**ANWEISUNGEN:**
[1] Gib aus dem Text über Ludwig Landmann den Abschnitt wörtlich wieder, beginnend mit „Biografie eines Demokraten“ und weiter bis einschließlich „Republik mehrfach gegenübersah.“.
[2] Schreibe aus der Auflistung genau die Zeilen ab, beginnend mit der Zeile mit „of the large“ und weiter bis einschließlich der Zeile mit „Query: large sand dune“, und nur diese.

**TEXTAUSZUG:**

+--

Biografie eines Demokraten

Der 100. Jahrestag der Gründung der Weimarer Republik hat mehrere Städte veranlasst, ihren Werdegang in der Zeit von 1919 bis 1933 darzustellen, vorrangig in Stadtplanung, Architektur und Kunst. So auch Frankfurt, dessen Museum Angewandte Kunst jene Jahre unter dem Titel „Moderne am Main“ beleuchtete. Über den Frankfurter Oberbürgermeister von 1924 bis zur Vertreibung durch die Nazis im März 1933, Ludwig Landmann, heißt es im begleitenden Katalog wenig schmeichelhaft: „So schnell Landmanns Stern stieg, so schnell sank er aber auch wieder.“ Gemünzt ist dies auf die Misstrauensanträge, denen sich Landmann in der Endphase der Weimarer Republik mehrfach gegenübersah.

Das greift nun entschieden zu kurz. Ohne Landmann hätte es beispielsweise die Wohnsiedlungen, derer sich die Stadt heute mehr denn je rühmt, nicht gegeben, und zudem waren diese Vorhaben eingebettet in ein umfassendes stadtpolitisches Konzept. Wilhelm von Sternburg, der frühere Chefredakteur des Hessischen Rundfunks, lässt Landmann jetzt in einer Biografie Gerechtigkeit als dem – neben dem Kölner Konrad Adenauer – herausragenden Kommunalpolitiker der Weimarer Republik widerfahren.

+--

**DATENAUSZÜGE:**
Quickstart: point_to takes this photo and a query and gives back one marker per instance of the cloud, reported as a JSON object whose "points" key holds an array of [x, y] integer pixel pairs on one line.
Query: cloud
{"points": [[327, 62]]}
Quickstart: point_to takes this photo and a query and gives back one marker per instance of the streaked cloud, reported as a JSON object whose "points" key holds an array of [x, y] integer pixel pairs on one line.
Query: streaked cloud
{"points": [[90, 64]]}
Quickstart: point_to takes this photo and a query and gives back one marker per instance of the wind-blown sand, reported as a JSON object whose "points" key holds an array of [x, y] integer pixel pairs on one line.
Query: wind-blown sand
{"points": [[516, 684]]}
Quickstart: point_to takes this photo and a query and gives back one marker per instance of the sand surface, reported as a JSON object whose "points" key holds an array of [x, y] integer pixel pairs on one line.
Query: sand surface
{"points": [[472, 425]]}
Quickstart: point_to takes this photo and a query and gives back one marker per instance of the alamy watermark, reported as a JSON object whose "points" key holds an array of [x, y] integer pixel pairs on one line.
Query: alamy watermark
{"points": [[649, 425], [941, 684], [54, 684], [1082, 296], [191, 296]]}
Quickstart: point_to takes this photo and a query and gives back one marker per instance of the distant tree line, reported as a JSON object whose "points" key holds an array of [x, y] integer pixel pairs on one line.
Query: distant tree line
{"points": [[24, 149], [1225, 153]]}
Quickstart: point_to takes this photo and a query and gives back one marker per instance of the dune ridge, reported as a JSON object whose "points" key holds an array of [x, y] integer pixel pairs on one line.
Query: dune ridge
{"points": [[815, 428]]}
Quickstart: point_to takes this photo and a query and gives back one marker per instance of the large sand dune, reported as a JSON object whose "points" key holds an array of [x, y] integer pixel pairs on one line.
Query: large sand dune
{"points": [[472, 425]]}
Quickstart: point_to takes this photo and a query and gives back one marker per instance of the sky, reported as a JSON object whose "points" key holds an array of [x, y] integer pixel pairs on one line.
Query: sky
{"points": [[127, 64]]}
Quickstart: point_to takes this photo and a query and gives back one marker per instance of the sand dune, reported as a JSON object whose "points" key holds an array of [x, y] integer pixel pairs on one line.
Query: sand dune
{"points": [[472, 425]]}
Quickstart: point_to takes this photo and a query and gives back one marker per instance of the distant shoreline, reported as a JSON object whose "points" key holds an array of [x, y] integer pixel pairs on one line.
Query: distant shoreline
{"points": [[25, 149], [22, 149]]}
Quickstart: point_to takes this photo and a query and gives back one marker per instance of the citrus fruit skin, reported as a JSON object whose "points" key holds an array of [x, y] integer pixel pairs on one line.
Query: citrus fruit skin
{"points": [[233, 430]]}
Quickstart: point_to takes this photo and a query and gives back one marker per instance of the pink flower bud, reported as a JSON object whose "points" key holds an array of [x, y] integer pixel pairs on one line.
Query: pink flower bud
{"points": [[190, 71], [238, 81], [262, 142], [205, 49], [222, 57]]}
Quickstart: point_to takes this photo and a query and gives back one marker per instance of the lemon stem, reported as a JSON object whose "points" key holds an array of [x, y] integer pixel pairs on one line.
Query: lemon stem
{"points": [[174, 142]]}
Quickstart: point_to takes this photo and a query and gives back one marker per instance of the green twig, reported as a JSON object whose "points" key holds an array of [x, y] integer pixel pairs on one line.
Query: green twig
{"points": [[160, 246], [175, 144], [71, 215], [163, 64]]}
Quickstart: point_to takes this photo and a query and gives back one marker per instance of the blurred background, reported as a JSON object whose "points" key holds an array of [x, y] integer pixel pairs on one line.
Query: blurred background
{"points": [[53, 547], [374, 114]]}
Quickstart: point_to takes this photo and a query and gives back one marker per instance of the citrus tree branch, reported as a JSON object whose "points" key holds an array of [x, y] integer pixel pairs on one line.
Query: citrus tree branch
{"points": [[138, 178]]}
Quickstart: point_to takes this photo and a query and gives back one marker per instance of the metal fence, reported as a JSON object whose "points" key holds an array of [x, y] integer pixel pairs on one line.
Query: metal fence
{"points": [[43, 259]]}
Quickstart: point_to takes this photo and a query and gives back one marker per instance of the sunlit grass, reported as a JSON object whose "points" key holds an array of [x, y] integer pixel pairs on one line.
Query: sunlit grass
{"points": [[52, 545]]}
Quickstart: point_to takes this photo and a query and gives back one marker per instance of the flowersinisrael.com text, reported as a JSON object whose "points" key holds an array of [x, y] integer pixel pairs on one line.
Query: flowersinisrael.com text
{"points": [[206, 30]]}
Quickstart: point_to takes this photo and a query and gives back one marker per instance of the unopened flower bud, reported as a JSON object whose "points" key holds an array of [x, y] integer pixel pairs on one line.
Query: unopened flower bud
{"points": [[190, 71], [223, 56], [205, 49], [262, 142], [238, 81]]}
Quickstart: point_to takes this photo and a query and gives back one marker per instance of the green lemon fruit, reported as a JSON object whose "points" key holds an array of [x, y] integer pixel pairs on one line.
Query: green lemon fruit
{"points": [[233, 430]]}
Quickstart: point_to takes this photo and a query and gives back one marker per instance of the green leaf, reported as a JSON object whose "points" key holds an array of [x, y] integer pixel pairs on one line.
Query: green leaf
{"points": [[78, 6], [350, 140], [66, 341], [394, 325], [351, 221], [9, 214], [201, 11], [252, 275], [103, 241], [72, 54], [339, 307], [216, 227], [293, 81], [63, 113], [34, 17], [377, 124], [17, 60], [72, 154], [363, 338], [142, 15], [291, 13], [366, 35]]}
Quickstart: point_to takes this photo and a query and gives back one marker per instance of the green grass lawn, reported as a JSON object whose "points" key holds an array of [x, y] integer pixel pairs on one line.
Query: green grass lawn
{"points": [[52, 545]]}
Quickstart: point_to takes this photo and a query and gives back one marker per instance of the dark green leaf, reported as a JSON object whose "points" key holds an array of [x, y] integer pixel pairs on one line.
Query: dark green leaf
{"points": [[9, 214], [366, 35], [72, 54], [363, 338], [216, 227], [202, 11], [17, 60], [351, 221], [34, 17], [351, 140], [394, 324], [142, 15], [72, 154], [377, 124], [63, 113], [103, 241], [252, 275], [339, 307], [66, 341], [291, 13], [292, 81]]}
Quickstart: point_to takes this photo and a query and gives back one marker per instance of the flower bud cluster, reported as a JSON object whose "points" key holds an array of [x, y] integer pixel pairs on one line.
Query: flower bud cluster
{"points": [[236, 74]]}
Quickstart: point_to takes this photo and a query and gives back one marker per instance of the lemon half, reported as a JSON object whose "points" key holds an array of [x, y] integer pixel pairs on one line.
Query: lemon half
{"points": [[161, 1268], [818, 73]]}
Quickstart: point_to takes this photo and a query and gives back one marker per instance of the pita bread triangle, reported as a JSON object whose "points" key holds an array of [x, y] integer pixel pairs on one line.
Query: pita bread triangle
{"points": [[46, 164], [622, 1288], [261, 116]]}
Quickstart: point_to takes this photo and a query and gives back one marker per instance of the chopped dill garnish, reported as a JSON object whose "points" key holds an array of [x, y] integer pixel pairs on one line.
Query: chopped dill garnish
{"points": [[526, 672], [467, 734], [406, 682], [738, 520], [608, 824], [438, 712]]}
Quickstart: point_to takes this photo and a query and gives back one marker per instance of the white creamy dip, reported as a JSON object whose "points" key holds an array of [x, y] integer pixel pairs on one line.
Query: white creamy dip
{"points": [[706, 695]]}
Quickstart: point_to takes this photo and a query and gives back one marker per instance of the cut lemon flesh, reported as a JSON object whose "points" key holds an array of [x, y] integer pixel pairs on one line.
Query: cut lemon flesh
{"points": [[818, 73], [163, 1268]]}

+--

**LÖSUNGEN:**
[1]
Biografie eines Demokraten

Der 100. Jahrestag der Gründung der Weimarer Republik hat mehrere Städte veranlasst, ihren Werdegang in der Zeit von 1919 bis 1933 darzustellen, vorrangig in Stadtplanung, Architektur und Kunst. So auch Frankfurt, dessen Museum Angewandte Kunst jene Jahre unter dem Titel „Moderne am Main“ beleuchtete. Über den Frankfurter Oberbürgermeister von 1924 bis zur Vertreibung durch die Nazis im März 1933, Ludwig Landmann, heißt es im begleitenden Katalog wenig schmeichelhaft: „So schnell Landmanns Stern stieg, so schnell sank er aber auch wieder.“ Gemünzt ist dies auf die Misstrauensanträge, denen sich Landmann in der Endphase der Weimarer Republik mehrfach gegenübersah.

[2]
Quickstart: point_to takes this photo and a query and gives back one marker per instance of the large sand dune, reported as a JSON object whose "points" key holds an array of [x, y] integer pixel pairs on one line.
Query: large sand dune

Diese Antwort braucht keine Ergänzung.